[Challenge]:
Please write out the material that follows, exactly as it stands.

[Dataset extract]:
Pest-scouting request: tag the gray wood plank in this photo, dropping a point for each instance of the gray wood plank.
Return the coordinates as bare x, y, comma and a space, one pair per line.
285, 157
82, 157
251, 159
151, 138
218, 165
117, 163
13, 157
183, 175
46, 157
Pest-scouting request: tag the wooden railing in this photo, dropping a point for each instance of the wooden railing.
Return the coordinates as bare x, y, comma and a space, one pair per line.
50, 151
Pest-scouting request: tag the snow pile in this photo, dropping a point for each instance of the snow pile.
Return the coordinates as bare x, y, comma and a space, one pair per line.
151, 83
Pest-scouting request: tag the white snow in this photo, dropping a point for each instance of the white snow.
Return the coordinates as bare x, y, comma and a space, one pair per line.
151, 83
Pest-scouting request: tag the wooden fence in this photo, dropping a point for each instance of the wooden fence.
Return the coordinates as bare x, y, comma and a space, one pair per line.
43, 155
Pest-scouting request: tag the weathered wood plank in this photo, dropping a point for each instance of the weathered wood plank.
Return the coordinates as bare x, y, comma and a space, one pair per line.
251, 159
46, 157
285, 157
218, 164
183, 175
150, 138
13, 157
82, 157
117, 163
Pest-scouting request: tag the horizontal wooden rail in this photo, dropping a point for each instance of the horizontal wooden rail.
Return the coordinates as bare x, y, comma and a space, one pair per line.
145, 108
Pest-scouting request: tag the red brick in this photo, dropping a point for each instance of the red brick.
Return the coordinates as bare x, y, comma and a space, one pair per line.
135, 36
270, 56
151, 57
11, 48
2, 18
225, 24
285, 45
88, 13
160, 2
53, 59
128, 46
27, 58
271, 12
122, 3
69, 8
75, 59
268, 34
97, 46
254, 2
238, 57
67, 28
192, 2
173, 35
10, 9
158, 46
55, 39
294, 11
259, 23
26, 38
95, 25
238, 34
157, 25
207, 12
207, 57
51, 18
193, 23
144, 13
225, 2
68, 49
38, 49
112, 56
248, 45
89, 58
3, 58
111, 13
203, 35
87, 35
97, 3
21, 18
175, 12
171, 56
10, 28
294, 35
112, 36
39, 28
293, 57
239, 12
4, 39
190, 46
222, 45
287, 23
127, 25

[Final answer]:
Pest-scouting request: tag the gray wood plank in this photo, dropping a point for each instance of the gray wood plank.
Return the coordinates as bare x, y, comma and a space, one pair per line.
285, 157
82, 157
251, 159
151, 138
218, 165
117, 163
13, 157
183, 175
46, 157
Pest-scouting request: tag the wooden railing in this photo, dropping a point for each instance of the wooden railing.
Return the coordinates as bare x, y, comma and a space, one pair per line.
50, 151
Pest-scouting request: tag the snow pile in this photo, dropping a point for each instance of the snow pile.
Return the coordinates as bare x, y, comma and a space, one pair per line.
151, 83
Pest-scouting request: tag the white snow in this photo, dropping a point for each instance of the white snow.
Return the coordinates as bare x, y, comma and a space, one pair per line.
151, 83
Pest-scouting request: tag the wooden fence in this photo, dropping a point for each instance of the wooden fence.
Return the coordinates as bare x, y, comma and a space, one pair per line.
43, 155
Pest-scouting request: tag the weathered wood plank in this photo, dropping a point for each instance of the weathered wood plank.
Return the coordinates as bare x, y, comma and a space, one pair per line.
251, 159
46, 157
285, 157
218, 164
183, 175
150, 138
13, 157
82, 157
117, 163
Pest-scouting request: tag the horizontal wooden rail in this photo, dropping a point for each instance of the horizontal wooden rail.
Return the coordinates as bare x, y, comma and a space, one pair per line.
145, 108
Pest-scouting request: tag the red brick in this photo, dropping a point for each instance of the red brick.
Return the coordinates as bare x, y, comma and a space, one pair per line.
135, 36
270, 56
151, 57
11, 48
2, 18
225, 24
285, 45
88, 13
160, 2
53, 59
128, 46
27, 58
271, 12
122, 3
69, 8
75, 59
268, 34
97, 46
254, 2
238, 57
67, 28
192, 2
173, 35
10, 9
158, 46
55, 39
294, 11
259, 23
26, 38
95, 25
238, 34
157, 25
207, 12
207, 57
51, 18
193, 23
144, 13
225, 2
68, 49
38, 49
112, 56
248, 45
89, 58
3, 58
111, 13
203, 35
87, 35
97, 3
21, 18
175, 12
171, 56
10, 28
294, 35
112, 36
39, 28
293, 57
239, 12
4, 39
190, 46
222, 45
287, 23
127, 25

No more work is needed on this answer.